*** Opening of Data to process ***

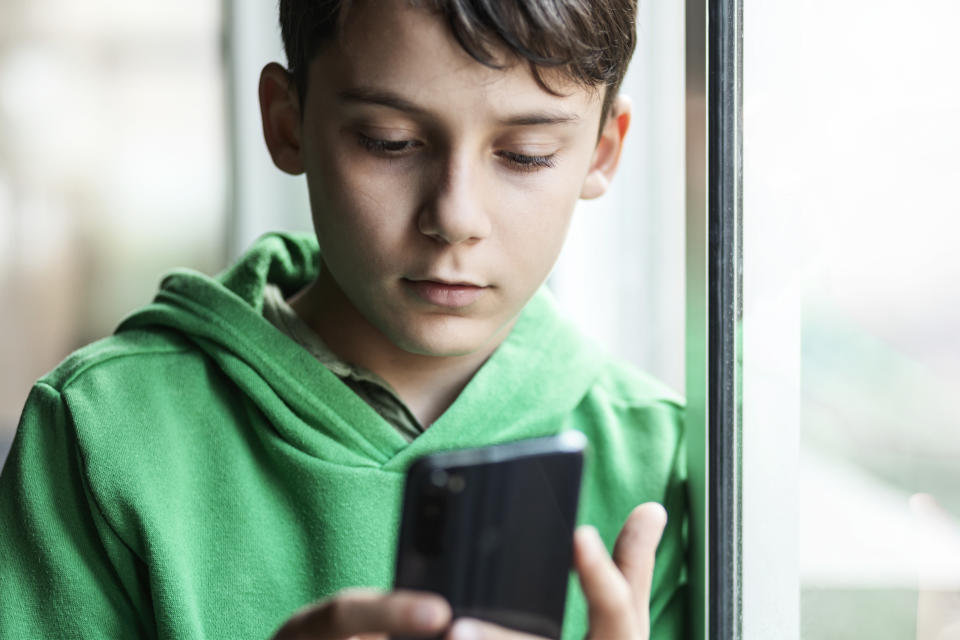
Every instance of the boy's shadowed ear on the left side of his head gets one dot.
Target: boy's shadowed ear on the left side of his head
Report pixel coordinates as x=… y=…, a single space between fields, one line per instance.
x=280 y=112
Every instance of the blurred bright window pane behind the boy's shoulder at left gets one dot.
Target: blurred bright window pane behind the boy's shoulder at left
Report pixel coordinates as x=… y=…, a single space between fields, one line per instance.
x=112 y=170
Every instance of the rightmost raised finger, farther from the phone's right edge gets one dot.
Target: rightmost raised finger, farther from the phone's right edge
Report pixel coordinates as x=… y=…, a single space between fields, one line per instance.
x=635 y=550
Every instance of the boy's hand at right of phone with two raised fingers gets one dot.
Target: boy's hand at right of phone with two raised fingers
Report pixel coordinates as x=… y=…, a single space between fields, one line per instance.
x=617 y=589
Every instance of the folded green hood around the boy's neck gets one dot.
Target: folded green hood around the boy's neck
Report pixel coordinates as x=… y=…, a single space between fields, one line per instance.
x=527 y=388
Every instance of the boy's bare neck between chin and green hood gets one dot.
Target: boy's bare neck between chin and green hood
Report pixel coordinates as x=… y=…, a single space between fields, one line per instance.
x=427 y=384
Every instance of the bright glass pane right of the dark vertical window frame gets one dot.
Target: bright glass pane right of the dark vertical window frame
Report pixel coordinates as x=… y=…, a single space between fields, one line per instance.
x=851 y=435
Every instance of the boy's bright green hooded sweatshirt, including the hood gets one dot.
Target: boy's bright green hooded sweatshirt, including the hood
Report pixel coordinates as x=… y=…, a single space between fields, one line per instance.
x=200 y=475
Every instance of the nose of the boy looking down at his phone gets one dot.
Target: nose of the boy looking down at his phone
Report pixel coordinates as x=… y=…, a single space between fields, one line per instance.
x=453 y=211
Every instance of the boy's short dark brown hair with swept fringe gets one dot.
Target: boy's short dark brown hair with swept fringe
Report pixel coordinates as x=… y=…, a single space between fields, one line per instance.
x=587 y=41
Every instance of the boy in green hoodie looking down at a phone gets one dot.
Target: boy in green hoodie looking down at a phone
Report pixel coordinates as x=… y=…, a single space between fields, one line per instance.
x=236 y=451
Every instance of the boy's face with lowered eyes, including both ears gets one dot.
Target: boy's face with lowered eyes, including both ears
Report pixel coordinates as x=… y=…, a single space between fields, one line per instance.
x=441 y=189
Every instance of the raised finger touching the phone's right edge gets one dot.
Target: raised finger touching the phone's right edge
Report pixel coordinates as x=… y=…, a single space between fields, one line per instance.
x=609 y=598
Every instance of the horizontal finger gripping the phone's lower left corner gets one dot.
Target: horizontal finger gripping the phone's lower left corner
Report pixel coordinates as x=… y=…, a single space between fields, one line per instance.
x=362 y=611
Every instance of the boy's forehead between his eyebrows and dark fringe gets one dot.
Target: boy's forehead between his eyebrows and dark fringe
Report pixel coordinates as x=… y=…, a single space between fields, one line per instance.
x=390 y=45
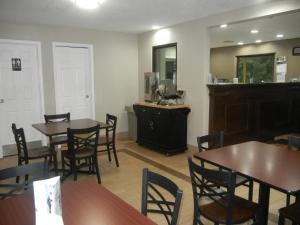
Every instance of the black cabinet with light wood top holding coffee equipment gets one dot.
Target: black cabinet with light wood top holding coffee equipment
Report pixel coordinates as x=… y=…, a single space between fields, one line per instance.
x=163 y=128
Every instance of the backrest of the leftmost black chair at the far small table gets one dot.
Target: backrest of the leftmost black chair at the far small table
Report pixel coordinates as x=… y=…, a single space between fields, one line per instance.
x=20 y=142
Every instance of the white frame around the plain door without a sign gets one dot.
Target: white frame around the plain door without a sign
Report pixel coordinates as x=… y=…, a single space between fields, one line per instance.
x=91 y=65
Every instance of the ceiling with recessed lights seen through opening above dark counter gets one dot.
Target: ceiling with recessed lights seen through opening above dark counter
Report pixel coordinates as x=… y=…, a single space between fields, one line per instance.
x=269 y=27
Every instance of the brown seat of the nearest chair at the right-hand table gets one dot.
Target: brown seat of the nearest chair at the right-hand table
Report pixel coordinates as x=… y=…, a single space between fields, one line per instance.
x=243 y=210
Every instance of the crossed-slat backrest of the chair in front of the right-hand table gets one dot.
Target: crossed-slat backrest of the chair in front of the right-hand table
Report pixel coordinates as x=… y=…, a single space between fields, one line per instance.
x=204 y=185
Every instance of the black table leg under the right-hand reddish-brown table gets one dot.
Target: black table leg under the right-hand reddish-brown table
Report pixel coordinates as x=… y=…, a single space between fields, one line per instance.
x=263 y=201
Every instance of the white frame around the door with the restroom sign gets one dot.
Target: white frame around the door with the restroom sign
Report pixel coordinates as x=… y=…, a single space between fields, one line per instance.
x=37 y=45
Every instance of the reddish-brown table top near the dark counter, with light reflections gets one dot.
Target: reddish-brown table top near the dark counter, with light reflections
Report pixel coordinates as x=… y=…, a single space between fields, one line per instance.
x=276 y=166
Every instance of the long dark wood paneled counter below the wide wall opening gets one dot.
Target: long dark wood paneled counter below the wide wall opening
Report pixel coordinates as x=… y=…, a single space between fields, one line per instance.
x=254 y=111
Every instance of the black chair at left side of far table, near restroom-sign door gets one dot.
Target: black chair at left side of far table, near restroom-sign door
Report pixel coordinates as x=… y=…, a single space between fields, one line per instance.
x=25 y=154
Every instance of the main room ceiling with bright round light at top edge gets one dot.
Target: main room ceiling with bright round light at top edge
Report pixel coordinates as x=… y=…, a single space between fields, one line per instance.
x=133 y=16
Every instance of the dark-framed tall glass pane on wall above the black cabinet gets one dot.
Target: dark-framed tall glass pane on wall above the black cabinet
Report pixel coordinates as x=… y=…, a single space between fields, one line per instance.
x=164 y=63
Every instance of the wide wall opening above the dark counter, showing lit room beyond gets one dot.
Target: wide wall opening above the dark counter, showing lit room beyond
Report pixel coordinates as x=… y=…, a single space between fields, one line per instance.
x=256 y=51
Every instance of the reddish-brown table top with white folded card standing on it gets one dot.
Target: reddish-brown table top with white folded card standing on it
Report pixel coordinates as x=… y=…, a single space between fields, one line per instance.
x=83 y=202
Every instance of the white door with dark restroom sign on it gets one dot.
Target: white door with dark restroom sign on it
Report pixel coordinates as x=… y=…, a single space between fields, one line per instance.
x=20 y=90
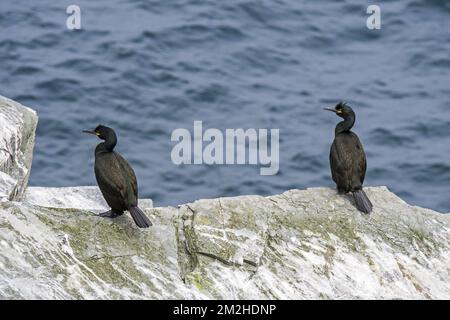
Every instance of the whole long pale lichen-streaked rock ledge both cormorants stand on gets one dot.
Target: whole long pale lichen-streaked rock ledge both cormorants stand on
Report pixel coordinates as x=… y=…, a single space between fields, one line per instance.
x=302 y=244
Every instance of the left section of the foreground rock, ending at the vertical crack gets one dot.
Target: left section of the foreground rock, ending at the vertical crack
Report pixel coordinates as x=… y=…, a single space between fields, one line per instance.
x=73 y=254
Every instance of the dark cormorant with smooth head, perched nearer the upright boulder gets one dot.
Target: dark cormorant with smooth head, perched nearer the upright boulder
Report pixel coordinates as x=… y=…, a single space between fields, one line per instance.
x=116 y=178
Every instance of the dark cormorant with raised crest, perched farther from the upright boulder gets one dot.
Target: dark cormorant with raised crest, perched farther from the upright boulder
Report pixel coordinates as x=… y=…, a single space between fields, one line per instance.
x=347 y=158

*** Close of Data to process ***
*** Opening of Data to process ***

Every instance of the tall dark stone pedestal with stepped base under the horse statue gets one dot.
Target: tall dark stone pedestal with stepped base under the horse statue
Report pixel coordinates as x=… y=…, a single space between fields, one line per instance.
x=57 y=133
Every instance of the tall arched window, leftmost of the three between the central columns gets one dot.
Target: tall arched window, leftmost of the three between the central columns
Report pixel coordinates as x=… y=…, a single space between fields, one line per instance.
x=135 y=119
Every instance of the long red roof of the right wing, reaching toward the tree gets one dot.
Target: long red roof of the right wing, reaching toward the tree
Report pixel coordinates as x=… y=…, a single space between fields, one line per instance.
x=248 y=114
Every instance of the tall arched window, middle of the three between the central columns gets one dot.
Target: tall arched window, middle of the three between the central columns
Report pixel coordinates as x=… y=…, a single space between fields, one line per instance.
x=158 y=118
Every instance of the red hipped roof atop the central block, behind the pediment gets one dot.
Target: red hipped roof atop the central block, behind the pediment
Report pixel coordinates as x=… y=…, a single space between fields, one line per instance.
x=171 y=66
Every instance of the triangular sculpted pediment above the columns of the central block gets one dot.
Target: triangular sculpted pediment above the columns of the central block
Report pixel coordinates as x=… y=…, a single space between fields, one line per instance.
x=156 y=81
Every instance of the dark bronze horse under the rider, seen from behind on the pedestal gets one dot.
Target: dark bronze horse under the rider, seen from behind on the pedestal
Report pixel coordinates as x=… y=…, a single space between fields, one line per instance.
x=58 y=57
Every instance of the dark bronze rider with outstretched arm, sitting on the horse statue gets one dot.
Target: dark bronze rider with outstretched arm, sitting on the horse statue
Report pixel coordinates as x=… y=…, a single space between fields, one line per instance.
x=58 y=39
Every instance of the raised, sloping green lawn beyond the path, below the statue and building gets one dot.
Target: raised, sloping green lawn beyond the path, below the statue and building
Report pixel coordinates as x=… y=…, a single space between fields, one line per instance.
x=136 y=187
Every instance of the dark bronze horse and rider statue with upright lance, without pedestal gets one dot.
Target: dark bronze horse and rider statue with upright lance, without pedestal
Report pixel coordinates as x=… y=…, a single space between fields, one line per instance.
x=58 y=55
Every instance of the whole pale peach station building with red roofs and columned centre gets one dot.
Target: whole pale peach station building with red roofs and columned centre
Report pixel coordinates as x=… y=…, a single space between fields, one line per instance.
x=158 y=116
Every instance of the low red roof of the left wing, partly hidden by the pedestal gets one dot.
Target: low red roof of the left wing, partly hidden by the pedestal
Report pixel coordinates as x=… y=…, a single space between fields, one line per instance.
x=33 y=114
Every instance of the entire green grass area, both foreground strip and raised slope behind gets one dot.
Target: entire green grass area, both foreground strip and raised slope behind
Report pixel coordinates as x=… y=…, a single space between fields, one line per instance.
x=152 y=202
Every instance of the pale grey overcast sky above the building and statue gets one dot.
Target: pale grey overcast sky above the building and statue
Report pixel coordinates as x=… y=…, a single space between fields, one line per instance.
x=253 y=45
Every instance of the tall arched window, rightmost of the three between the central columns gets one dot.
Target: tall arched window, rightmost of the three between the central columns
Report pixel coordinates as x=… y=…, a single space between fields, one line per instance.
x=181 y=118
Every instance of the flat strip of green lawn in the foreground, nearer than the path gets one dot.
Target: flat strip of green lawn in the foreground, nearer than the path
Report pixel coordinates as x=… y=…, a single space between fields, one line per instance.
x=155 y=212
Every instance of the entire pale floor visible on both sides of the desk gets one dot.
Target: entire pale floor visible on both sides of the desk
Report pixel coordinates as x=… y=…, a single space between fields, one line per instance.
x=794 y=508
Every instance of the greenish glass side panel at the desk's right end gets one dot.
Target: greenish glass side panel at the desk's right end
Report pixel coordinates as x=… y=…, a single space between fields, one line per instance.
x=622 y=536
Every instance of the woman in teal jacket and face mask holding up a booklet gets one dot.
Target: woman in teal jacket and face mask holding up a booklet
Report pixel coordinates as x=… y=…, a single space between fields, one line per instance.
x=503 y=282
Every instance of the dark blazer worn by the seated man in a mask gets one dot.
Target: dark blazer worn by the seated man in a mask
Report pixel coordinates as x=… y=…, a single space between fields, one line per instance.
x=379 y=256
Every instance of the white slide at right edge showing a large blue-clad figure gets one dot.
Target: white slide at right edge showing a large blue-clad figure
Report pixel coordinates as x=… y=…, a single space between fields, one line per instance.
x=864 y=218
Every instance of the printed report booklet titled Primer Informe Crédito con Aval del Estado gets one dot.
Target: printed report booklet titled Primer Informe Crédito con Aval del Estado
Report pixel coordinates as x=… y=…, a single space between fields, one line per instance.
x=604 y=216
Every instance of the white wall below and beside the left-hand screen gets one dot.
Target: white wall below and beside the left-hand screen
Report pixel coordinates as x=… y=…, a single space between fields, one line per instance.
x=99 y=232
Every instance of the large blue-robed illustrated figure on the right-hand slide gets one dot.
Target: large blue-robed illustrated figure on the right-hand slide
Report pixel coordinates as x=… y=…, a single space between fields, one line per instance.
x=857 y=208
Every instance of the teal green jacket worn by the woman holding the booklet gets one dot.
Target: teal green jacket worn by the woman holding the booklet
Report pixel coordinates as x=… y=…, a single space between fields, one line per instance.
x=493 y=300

*** Close of Data to process ***
*** Opening of Data to process ***

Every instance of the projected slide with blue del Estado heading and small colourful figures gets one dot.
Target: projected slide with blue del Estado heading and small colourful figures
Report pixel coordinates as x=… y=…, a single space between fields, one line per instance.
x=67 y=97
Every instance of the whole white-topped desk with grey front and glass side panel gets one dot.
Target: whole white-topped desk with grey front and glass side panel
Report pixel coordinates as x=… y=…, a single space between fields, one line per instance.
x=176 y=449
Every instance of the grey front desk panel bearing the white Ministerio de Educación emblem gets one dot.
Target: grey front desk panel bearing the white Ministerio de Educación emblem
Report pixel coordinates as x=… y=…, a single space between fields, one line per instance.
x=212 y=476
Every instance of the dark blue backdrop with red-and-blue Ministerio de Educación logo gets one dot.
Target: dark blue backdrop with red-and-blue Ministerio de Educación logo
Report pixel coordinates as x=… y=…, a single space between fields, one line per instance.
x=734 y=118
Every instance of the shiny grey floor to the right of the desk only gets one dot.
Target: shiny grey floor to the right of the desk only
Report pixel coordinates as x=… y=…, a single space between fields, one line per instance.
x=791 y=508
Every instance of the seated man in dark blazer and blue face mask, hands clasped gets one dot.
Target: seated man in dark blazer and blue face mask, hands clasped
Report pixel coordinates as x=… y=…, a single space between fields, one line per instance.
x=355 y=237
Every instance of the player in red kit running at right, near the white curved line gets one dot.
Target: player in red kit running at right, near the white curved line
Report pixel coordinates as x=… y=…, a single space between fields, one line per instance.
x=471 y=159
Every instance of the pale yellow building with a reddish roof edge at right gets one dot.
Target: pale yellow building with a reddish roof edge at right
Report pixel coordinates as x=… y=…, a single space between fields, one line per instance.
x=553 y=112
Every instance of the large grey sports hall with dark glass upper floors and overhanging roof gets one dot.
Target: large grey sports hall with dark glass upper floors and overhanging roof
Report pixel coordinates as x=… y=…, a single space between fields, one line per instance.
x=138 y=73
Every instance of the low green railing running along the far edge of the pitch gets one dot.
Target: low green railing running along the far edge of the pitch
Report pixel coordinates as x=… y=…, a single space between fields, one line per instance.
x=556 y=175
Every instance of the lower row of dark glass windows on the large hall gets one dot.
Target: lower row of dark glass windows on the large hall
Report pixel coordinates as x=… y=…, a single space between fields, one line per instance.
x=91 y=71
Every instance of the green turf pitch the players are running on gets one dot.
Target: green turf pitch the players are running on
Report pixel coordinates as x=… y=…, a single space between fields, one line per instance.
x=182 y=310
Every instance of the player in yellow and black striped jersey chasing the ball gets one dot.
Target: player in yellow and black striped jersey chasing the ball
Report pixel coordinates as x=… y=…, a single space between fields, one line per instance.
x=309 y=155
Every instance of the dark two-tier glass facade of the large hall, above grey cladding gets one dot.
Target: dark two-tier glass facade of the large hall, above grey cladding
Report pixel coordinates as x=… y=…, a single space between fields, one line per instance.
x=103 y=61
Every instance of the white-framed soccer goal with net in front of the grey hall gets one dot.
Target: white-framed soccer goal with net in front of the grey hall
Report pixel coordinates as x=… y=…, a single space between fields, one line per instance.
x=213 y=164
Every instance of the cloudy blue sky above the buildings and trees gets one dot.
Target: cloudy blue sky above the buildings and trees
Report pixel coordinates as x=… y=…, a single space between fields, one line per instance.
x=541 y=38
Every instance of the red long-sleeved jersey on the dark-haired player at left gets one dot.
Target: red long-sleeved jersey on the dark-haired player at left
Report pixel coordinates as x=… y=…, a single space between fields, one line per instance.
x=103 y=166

*** Close of Data to process ***

◆ **Work required**: Line count for the string "foreground": work it out from the records above and reply with the number alone.

◆ **Your response**: 6